— Objective —
Starting at the line that contains "Note: pick out each instance of the white camper" and continuing to the end of the entries, lay out those lines as a JSON list of strings, one string per line, omitting blank lines.

— Data records —
★ ★ ★ ★ ★

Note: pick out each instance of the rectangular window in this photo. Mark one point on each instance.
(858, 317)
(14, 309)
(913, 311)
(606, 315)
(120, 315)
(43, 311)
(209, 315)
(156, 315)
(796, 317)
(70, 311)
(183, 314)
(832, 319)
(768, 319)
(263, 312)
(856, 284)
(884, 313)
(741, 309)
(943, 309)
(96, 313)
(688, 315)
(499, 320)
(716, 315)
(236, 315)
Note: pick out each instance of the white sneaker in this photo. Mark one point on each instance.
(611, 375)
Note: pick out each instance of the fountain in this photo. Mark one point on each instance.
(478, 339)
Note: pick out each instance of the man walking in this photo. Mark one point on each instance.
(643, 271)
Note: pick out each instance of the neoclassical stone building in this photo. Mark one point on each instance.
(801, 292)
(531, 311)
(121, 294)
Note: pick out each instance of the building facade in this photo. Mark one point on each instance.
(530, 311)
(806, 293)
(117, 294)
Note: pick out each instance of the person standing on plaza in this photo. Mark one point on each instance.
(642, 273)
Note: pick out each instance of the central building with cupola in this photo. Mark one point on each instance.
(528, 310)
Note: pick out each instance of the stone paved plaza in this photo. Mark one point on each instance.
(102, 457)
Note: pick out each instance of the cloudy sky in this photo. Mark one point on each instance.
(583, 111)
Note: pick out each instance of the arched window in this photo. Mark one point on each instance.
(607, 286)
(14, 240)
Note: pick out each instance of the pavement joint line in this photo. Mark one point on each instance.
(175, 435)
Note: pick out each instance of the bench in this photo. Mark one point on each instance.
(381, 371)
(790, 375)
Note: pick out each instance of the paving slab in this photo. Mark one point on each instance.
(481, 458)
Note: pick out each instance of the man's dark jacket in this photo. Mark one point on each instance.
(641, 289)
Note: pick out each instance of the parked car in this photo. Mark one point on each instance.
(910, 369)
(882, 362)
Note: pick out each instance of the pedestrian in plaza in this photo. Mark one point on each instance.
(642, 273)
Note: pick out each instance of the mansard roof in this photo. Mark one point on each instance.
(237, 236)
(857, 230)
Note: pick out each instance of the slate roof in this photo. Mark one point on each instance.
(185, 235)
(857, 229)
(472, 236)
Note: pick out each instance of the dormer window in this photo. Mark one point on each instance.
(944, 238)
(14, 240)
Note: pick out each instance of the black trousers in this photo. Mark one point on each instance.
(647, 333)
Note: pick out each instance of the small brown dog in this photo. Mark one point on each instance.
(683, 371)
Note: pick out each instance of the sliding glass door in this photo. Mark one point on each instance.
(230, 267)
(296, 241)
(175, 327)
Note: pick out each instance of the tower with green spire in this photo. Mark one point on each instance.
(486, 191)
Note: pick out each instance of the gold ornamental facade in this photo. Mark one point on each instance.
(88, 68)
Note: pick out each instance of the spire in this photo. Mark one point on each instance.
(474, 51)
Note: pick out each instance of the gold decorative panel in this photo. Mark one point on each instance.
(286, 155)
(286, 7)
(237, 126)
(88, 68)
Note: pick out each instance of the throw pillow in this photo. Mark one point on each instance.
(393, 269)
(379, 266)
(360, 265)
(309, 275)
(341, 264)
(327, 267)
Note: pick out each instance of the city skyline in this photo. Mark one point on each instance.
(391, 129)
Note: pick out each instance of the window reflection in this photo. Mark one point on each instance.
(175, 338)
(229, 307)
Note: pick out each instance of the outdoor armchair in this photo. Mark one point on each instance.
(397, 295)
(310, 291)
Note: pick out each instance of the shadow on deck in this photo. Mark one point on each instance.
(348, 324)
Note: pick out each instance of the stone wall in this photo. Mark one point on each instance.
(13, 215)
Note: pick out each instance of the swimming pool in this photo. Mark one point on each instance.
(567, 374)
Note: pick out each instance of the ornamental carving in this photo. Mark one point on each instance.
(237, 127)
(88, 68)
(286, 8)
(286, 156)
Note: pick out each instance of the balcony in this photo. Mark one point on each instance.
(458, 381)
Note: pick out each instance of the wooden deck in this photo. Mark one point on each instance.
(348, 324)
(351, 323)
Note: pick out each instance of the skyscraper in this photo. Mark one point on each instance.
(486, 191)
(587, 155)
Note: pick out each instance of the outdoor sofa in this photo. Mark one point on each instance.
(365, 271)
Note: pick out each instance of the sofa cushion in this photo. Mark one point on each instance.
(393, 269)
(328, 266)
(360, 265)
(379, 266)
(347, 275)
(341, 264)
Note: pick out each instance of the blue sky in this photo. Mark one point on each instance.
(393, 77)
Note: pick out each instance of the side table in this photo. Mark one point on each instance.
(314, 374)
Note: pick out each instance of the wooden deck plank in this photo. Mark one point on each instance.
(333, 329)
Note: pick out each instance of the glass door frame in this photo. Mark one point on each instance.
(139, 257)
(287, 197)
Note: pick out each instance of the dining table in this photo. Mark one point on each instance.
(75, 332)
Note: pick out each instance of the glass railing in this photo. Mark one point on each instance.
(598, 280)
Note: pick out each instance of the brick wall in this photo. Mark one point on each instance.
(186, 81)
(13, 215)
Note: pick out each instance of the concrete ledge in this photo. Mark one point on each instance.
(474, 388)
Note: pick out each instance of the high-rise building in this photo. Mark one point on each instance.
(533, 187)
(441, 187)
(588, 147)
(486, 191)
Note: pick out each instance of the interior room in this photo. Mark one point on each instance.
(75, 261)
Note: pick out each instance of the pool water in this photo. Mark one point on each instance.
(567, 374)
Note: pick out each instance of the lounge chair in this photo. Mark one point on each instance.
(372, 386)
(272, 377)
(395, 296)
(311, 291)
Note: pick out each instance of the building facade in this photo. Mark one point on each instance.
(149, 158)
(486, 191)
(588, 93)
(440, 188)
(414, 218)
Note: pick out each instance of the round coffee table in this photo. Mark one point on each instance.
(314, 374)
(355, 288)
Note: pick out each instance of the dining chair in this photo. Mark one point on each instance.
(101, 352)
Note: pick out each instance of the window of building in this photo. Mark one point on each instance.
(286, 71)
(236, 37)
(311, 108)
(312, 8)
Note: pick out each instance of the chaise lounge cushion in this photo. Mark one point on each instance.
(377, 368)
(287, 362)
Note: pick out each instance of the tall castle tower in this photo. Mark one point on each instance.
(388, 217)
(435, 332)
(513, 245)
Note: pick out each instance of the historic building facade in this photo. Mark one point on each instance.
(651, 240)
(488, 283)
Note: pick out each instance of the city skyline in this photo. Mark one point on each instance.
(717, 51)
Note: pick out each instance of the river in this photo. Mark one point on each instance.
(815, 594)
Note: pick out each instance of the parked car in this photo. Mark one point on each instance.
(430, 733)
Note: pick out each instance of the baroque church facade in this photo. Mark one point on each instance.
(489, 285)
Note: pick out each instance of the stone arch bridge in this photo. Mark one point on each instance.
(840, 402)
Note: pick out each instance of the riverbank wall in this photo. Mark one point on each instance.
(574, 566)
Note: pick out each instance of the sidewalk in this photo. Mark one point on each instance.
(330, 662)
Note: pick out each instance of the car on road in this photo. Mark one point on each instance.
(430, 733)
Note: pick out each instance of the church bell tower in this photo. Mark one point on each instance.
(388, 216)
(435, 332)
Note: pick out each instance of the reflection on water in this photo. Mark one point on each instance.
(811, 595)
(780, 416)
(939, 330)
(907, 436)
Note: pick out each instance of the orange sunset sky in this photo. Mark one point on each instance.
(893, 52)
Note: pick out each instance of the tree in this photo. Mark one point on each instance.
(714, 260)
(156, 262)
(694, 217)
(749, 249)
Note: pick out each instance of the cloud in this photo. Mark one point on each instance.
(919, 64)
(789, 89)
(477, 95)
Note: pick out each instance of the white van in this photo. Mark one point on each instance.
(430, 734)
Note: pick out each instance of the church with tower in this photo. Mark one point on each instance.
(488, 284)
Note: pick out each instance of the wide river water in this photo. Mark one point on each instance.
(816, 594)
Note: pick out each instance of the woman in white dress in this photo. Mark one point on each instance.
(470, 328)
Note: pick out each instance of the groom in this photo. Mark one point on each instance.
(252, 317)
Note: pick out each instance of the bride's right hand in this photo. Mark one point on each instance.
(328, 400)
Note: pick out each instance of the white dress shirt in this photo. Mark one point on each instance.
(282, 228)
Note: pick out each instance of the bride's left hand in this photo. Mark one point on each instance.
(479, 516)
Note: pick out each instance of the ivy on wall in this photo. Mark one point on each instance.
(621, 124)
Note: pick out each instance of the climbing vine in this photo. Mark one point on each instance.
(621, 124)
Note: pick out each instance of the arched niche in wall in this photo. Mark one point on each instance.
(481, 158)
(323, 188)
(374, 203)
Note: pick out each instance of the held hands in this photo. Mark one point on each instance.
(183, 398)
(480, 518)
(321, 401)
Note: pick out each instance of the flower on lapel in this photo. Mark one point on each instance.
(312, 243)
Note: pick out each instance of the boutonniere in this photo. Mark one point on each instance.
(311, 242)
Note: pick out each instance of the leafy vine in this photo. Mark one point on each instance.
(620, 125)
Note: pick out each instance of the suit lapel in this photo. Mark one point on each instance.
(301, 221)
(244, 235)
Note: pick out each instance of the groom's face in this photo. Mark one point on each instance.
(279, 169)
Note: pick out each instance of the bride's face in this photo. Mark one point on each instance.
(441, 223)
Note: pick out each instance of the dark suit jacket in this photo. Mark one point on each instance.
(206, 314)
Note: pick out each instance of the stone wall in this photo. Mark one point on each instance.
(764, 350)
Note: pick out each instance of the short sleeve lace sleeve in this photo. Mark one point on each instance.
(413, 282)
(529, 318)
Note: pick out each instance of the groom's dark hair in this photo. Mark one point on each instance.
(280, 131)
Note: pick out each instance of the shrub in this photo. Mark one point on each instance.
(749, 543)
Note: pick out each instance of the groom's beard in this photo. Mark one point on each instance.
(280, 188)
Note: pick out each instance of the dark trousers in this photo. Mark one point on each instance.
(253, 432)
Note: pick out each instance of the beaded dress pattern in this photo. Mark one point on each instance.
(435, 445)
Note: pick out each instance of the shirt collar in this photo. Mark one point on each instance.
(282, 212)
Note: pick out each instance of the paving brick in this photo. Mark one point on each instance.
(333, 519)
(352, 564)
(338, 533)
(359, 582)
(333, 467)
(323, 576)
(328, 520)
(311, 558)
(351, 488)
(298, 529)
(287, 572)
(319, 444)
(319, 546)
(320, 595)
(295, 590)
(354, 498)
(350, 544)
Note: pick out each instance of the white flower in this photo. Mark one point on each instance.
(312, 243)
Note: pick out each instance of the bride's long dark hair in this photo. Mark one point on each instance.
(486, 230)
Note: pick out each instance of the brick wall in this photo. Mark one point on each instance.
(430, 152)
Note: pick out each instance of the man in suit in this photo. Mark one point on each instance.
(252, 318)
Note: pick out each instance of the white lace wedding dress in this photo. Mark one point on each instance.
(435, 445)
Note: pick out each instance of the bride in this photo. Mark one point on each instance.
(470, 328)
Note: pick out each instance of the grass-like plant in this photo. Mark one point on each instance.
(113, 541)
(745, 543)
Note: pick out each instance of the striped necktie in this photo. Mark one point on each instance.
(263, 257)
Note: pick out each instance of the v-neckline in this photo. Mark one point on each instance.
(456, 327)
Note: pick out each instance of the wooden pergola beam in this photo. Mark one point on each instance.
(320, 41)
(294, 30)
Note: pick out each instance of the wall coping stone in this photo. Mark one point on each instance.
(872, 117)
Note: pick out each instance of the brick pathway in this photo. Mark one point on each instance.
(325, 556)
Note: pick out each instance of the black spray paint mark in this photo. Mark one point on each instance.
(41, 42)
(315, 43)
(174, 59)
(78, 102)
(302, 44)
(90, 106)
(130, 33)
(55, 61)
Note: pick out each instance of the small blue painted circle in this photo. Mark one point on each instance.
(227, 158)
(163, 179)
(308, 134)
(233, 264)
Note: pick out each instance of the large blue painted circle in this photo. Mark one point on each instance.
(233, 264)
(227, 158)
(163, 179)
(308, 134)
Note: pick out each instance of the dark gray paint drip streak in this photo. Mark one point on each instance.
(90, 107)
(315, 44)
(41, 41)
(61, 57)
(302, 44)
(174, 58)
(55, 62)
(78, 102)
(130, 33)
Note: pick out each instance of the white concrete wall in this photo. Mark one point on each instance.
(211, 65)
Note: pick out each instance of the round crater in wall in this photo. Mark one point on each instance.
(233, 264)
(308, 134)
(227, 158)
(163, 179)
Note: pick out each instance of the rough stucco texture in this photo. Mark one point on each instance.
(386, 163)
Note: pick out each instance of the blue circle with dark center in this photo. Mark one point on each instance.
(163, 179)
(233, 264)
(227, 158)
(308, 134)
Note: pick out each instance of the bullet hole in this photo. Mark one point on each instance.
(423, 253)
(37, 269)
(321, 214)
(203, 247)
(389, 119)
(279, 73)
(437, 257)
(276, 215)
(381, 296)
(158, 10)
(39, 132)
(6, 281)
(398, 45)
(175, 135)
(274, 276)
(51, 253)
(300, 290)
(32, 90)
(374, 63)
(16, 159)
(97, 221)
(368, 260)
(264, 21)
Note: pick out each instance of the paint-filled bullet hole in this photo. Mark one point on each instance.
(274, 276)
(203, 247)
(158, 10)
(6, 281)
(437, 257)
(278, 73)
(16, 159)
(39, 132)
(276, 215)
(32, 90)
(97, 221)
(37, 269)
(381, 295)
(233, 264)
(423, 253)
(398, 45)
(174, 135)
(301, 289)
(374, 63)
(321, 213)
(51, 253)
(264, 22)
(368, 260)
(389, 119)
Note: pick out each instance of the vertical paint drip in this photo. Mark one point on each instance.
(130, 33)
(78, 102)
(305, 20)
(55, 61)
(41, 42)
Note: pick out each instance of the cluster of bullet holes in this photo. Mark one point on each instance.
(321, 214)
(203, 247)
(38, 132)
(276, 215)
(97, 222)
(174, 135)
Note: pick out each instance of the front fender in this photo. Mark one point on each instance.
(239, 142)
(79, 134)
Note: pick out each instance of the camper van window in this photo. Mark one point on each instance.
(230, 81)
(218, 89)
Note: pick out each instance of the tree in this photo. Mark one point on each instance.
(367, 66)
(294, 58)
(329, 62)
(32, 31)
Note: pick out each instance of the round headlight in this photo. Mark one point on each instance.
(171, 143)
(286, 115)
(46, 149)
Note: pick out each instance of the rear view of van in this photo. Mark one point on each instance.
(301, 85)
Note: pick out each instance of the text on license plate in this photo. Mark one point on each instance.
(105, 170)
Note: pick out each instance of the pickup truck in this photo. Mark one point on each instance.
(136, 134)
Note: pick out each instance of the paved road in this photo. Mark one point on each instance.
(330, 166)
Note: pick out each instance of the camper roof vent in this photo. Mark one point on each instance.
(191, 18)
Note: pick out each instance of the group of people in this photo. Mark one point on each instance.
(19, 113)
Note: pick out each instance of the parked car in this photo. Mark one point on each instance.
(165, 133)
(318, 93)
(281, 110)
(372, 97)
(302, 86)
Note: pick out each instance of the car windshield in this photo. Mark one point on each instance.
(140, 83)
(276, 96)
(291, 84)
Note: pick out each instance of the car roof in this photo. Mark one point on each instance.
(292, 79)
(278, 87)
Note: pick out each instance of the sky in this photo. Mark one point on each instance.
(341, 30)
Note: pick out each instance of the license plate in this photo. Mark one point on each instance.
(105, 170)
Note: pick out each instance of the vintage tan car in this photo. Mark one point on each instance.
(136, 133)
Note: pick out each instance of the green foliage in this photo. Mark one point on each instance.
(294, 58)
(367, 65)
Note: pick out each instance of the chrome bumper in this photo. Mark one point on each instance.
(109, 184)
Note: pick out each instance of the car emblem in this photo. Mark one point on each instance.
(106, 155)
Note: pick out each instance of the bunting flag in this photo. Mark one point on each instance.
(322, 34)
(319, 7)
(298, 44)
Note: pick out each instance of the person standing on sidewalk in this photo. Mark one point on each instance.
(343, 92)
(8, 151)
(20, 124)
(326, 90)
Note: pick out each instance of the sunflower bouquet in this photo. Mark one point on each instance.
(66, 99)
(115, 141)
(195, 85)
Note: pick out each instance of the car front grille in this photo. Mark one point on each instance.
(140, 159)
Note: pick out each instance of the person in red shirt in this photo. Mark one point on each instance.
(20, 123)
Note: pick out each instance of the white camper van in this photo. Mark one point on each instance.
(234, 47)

★ ★ ★ ★ ★

— Output of the exercise —
[
  "Note: pick out each instance of the white camper van in this photo. Mark one point on each instance.",
  "(234, 47)"
]